» SHORT PROBLEM: Edit the lines below so that each occurrence of "farthest from its outline" reads "most distant from its outline" instead. Leave every other part of the lines unchanged.

══ EXERCISE DATA

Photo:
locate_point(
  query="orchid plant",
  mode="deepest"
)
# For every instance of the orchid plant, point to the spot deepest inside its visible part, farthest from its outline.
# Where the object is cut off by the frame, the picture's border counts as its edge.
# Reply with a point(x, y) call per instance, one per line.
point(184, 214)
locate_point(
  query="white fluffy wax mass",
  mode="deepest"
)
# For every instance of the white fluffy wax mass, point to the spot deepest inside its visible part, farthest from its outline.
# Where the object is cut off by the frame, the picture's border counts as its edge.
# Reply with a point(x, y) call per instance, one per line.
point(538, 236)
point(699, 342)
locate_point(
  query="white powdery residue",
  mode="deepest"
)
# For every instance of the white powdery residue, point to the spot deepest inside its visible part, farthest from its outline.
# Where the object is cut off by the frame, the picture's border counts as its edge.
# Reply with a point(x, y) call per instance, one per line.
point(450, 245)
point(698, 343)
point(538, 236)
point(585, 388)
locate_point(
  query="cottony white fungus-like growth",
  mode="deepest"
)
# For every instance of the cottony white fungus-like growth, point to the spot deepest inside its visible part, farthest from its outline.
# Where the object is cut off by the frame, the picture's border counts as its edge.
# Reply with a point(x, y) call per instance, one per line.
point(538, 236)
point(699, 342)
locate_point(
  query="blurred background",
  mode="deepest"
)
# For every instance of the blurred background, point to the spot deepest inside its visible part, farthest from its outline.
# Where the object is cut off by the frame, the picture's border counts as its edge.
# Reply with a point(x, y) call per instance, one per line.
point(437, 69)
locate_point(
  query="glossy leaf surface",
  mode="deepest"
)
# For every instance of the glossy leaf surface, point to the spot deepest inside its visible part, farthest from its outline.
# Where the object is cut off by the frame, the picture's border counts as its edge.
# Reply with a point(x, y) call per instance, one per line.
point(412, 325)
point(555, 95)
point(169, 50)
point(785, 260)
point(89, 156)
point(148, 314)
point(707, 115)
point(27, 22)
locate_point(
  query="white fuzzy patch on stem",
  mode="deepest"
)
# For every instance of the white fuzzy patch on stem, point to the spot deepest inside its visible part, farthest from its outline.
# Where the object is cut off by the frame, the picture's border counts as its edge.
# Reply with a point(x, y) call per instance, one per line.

════

» OUTPUT:
Photo:
locate_point(
  query="orchid plant",
  mode="deepest"
)
# For every instance of the orchid plant, point to the spot deepest inside its visible part, most distant from its outline.
# Where the object is cut off by the frame, the picture's border counts as its edge.
# Reply with a point(x, y) call per instance, one per line.
point(184, 214)
locate_point(
  query="white fluffy wax mass",
  mode="deepest"
)
# For every instance of the white fluffy wax mass, point to the spot deepest inside its visible part, most distant from its outline.
# Where the object is cut off by the frame, the picture's border counts as its edge.
# Reply with a point(x, y) call per instance, one per line.
point(538, 236)
point(699, 342)
locate_point(
  query="white powdery residue",
  mode="deepest"
)
# For every instance of the white powdery residue, point to the spot deepest inside its visible part, most distant from its outline.
# Where the object is cut off by the frame, the picture's border counts as its edge.
# Reply with a point(x, y) call per instance, one per line.
point(450, 245)
point(698, 343)
point(538, 236)
point(585, 388)
locate_point(
  query="cottony white fungus-like growth",
  mode="deepest"
)
# For every instance of the cottony white fungus-like growth, point to the spot deepest inside its visible part, most distant from its outline.
# Where the object is cut off by the frame, the picture's border counts as its edge.
# Reply with a point(x, y) call per instance, one per line.
point(538, 236)
point(699, 342)
locate_point(
  query="blurred background",
  mode="deepest"
)
# For every instance of the blurred background, point to the spot deepest inside its visible part, most distant from its outline.
# Where the object is cut off by the frame, the picture's border counts as its edge.
# Reply with a point(x, y) call per instance, one per line.
point(437, 69)
locate_point(
  query="glossy leaf surface",
  mode="deepest"
)
# For every instance of the glossy leaf surface, point to the spot deepest inside its visible part, most distant from its outline.
# Where the object is cut off by the frame, the picture's border counts as its edge.
# Reply with a point(x, y) call per instance, one per line.
point(412, 325)
point(555, 95)
point(169, 50)
point(785, 260)
point(89, 156)
point(148, 314)
point(707, 115)
point(27, 22)
locate_point(
  query="white fuzzy patch on stem",
  mode="deepest"
)
# For every instance of the white fuzzy patch on stem, point to the spot deepest inside its visible part, most distant from its outline.
# Where the object is cut off by the frame, the picture's border counts as its edge.
# Reply with a point(x, y) call per instance, one per line.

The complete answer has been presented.